==== Textauszug ====

Unreal Tournament im Test

PlayStation2
Selten musste man auf die PAL-Version eines PS2-Titels so lange warten wie im Fall von Unreal Tournament. Während die Amis schon seit über sechs Monaten ihren Spaß mit dem blutigen Spektakel hatten, kamen wir erst im April 2001 in den Genuss eines der bekanntesten Ego-Shooter aller Zeiten. Auf dem PC war das Game zwar zu diesem Zeitpunkt bereits ein Oldie, gehörte aber immer noch zur Standardausrüstung bei jeder Netzwerkparty oder durchzockten Nacht im Internet. Ob die Konsolenversion des Multiplayergemetzels auch ohne Modemunterstützung überzeugen kann, erfahrt ihr in diesem Review.

Die PC-Ego-Shooter-Legende erobert die PS2.

====

◆ Aufgaben:
a - Kopiere aus dem Testbericht zu Unreal Tournament die Stelle von „PlayStation2“ bis „in diesem Review.“ wortgetreu.
b - Beantworte zum Testbericht zu Unreal Tournament:
(i) In welchem Monat und Jahr kam die PAL-Version des Spiels hierzulande heraus?
(ii) Seit wie langer Zeit hatten die Amerikaner zu diesem Zeitpunkt schon Spaß mit dem Spiel?
(iii) Wozu gehörte das Spiel auf dem PC trotz seines Alters immer noch?

==== Erfasstes Material ====

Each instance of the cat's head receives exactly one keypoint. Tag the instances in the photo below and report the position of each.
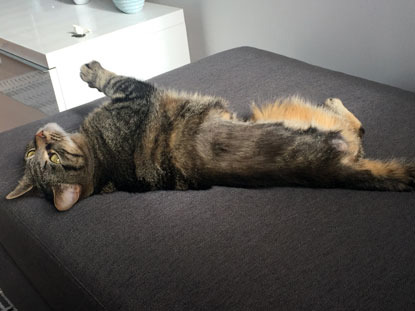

====

◆ Lösungen in Reihenfolge:
a -
PlayStation2
Selten musste man auf die PAL-Version eines PS2-Titels so lange warten wie im Fall von Unreal Tournament. Während die Amis schon seit über sechs Monaten ihren Spaß mit dem blutigen Spektakel hatten, kamen wir erst im April 2001 in den Genuss eines der bekanntesten Ego-Shooter aller Zeiten. Auf dem PC war das Game zwar zu diesem Zeitpunkt bereits ein Oldie, gehörte aber immer noch zur Standardausrüstung bei jeder Netzwerkparty oder durchzockten Nacht im Internet. Ob die Konsolenversion des Multiplayergemetzels auch ohne Modemunterstützung überzeugen kann, erfahrt ihr in diesem Review.

b -
(i) Im April 2001.
(ii) Seit über sechs Monaten.
(iii) Zur Standardausrüstung bei jeder Netzwerkparty oder durchzockten Nacht im Internet.